Your task: What follows is a set of records, each of which is to be written out exactly.

Records for the exercise:
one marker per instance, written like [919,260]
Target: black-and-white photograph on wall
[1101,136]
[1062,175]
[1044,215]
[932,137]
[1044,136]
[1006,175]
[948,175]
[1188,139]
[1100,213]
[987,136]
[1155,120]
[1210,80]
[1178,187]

Answer for this exercise:
one marker per instance, written like [919,260]
Target: black-and-white photograph on wall
[1101,136]
[1062,175]
[1044,215]
[932,137]
[1044,136]
[1006,175]
[948,175]
[1188,139]
[1100,213]
[987,136]
[1155,120]
[1210,80]
[1178,187]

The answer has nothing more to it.